_What you will do_
Transcribe exactly the line containing "If you could mark the asphalt" and the remaining lines of the listing below, through the very last.

_Source data_
****

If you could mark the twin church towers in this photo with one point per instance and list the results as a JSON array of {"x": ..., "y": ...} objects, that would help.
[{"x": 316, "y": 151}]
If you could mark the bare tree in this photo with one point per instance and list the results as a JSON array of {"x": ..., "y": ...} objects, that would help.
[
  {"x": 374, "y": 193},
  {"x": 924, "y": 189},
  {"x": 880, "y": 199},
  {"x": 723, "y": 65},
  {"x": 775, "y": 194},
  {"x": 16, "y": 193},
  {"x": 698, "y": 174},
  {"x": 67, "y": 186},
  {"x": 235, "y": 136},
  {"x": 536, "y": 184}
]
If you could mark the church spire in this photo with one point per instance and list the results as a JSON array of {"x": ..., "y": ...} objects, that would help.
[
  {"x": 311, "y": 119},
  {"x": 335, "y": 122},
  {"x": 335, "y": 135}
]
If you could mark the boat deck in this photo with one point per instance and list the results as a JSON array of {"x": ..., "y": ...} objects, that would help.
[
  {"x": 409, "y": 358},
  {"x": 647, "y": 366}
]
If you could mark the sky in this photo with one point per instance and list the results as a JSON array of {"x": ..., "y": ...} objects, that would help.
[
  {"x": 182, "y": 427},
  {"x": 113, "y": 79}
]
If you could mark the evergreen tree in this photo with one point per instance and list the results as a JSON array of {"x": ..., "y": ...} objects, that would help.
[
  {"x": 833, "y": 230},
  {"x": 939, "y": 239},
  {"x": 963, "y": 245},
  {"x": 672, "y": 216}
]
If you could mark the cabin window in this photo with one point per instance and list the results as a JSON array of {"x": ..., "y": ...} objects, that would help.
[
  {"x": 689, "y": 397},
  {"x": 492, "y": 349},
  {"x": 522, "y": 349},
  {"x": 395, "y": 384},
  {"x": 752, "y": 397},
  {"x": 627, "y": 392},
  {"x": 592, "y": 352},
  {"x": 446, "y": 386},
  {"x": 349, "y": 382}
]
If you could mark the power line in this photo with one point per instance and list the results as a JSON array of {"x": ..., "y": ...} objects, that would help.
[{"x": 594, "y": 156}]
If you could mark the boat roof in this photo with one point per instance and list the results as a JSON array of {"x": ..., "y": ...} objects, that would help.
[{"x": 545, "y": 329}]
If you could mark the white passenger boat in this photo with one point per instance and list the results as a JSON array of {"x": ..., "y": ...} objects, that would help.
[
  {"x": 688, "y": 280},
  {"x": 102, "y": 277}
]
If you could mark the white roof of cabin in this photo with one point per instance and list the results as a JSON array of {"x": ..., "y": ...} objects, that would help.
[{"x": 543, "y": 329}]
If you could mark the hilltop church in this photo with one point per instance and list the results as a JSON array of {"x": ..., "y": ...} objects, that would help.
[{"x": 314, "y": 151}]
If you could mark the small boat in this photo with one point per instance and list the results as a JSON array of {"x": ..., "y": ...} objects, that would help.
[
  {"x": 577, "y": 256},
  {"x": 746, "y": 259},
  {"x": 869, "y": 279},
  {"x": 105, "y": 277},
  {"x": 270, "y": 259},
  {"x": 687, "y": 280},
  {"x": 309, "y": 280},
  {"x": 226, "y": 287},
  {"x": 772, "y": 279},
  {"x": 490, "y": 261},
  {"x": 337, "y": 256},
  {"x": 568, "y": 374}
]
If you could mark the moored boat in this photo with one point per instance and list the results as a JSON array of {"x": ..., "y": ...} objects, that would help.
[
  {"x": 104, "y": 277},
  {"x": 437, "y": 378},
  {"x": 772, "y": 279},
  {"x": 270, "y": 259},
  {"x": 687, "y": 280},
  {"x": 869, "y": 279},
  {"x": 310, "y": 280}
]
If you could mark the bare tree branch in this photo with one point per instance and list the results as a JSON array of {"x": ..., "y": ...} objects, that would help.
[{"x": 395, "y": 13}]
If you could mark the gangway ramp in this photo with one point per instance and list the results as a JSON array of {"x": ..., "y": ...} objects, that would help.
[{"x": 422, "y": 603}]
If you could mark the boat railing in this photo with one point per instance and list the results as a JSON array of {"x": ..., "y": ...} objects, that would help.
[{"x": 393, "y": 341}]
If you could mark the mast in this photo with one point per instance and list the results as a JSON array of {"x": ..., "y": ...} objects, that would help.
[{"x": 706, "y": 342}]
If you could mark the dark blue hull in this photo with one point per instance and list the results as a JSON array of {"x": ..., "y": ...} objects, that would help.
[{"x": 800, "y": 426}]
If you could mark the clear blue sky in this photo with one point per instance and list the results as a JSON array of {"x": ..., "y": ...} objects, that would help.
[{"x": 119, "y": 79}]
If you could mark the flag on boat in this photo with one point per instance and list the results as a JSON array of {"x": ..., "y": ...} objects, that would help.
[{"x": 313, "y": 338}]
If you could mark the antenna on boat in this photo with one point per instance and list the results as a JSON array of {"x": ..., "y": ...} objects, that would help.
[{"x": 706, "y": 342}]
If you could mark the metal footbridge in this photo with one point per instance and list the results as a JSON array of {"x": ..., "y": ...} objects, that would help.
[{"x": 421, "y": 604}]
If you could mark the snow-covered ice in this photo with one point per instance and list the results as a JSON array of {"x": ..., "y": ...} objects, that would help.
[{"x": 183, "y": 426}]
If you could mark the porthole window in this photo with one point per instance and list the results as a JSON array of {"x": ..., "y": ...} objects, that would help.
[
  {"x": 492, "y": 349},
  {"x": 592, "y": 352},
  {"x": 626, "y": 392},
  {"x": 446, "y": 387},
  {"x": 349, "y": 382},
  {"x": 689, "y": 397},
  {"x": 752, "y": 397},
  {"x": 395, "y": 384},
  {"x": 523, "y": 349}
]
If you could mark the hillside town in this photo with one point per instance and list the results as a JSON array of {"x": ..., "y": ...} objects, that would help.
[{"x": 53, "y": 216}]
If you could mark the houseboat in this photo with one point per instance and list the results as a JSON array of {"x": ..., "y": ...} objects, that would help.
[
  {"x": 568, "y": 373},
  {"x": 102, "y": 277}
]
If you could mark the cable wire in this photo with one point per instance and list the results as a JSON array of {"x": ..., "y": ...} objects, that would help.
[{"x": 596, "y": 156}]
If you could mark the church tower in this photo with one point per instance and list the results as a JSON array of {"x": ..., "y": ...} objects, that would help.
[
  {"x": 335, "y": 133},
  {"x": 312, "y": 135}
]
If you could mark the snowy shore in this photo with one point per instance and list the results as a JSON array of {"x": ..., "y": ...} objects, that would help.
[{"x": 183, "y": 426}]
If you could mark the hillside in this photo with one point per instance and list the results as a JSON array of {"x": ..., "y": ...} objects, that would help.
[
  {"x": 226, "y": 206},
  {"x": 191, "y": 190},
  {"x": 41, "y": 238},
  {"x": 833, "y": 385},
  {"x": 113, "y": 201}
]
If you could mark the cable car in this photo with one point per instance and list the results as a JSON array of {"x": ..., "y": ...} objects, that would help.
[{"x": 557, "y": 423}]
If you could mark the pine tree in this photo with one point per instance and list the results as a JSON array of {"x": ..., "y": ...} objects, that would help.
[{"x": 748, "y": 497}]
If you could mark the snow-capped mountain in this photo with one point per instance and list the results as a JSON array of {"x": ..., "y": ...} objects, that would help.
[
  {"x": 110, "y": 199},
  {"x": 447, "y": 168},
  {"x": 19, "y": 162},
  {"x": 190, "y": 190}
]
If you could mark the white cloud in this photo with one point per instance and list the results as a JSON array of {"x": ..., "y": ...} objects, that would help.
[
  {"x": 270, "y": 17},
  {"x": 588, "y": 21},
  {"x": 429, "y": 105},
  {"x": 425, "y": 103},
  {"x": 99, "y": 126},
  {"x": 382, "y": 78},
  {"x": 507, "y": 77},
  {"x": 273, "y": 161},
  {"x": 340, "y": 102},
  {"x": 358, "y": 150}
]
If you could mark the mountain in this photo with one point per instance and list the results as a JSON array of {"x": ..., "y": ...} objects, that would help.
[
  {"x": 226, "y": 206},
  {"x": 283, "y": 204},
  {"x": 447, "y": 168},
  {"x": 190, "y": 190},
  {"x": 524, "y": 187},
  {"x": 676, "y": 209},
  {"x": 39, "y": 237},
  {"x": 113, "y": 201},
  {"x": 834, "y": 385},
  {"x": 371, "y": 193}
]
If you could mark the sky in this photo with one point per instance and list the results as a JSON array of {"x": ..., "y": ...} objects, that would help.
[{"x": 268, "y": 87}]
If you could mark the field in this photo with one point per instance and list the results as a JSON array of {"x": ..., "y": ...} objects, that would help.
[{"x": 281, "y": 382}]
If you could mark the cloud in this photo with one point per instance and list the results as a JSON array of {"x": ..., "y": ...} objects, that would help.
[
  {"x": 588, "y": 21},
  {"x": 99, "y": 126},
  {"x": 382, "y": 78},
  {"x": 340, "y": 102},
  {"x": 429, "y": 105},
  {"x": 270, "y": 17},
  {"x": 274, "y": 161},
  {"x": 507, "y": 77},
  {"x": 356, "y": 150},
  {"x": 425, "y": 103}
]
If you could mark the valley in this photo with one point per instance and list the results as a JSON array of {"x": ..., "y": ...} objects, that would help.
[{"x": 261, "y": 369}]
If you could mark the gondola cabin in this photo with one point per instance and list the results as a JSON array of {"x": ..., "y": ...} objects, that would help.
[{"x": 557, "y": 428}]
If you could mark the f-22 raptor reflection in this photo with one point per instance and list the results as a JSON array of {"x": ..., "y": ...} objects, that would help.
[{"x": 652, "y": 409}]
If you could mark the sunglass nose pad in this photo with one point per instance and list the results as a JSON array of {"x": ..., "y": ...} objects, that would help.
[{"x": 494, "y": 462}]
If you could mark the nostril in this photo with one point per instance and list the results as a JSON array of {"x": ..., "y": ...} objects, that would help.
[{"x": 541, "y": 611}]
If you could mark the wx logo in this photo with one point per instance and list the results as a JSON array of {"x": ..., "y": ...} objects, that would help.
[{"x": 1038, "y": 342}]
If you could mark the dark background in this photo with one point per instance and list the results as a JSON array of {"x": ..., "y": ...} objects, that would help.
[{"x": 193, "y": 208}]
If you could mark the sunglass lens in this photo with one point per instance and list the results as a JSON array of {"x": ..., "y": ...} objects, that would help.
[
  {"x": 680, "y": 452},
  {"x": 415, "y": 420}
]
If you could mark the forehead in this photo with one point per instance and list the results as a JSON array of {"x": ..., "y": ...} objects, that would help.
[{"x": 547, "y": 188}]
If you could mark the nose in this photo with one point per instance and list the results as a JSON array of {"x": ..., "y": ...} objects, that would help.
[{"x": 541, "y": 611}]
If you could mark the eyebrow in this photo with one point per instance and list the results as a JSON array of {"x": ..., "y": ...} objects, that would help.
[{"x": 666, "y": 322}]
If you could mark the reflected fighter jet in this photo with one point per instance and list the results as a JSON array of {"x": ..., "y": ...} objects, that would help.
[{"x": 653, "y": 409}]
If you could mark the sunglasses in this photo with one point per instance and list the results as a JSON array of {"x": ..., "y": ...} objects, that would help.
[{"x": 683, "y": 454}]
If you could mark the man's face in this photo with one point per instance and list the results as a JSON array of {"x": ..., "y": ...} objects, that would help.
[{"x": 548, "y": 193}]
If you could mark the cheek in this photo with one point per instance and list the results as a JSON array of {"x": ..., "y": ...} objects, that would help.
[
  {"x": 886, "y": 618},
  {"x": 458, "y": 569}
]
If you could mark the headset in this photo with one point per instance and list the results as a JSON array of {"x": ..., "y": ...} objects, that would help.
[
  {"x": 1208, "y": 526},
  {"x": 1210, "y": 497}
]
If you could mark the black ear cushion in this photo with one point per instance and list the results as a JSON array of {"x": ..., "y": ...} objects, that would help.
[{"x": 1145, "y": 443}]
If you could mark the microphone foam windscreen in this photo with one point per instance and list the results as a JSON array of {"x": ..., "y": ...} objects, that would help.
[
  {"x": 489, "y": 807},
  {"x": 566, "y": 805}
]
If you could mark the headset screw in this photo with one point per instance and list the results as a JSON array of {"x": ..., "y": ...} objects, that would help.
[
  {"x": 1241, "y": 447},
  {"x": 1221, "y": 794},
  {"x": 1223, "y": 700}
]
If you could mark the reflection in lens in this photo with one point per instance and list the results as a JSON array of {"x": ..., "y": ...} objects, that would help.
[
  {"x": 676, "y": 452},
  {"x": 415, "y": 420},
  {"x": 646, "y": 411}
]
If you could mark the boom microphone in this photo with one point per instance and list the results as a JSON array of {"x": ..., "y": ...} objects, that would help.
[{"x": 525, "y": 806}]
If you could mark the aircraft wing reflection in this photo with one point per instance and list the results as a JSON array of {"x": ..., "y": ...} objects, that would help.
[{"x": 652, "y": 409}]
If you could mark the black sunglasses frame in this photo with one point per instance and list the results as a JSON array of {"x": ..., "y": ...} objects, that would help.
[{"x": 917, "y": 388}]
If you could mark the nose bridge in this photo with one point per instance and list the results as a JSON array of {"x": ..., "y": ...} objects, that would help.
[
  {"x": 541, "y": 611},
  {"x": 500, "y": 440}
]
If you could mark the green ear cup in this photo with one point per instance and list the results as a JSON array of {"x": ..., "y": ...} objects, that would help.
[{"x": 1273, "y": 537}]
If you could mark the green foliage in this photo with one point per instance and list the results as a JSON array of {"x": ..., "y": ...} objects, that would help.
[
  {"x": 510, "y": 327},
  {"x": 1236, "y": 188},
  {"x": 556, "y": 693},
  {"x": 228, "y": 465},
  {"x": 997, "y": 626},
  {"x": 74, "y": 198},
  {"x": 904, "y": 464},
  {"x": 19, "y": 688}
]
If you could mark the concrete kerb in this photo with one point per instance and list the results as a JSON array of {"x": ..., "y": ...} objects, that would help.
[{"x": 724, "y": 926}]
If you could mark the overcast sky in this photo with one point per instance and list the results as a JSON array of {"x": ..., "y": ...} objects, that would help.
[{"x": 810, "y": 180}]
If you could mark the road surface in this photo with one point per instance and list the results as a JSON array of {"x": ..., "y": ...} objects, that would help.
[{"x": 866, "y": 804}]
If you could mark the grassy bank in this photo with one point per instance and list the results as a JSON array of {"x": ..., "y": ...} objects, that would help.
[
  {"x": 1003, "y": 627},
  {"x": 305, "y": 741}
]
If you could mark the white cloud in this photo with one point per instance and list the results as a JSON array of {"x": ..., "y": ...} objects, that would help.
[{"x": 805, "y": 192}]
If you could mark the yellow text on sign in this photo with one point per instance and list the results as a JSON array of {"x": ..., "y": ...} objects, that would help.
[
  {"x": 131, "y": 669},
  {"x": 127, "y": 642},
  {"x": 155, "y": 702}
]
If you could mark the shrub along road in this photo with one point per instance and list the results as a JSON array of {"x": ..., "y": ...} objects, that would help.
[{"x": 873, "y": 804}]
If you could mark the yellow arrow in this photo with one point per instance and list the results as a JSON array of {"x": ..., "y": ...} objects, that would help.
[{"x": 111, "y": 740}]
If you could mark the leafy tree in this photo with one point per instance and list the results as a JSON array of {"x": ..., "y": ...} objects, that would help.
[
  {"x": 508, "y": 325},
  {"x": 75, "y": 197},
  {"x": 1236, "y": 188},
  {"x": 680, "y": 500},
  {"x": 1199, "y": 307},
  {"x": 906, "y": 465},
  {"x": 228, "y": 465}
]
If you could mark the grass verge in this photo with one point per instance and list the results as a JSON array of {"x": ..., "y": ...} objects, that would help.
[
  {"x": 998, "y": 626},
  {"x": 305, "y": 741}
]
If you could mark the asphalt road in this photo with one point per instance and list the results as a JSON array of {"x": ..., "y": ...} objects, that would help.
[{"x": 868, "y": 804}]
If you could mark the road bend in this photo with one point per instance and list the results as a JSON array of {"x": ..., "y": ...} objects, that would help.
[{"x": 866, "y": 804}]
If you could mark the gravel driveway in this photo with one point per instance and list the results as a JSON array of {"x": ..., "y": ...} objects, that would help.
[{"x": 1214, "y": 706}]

****

_Response to this exercise_
If you could mark the asphalt road in this photo with one point per instance and list the results as a JSON array of {"x": ..., "y": ...} objects, that would help.
[{"x": 868, "y": 804}]
If you could mark the road bend in this photo with one point per instance and list the results as a JSON array of {"x": ..., "y": ...} objects, that would help.
[{"x": 866, "y": 804}]
If you could mark the gravel driveway in this photo with one point per instance and list the results as a JSON array of {"x": ..., "y": ...} objects, that would help.
[{"x": 1214, "y": 706}]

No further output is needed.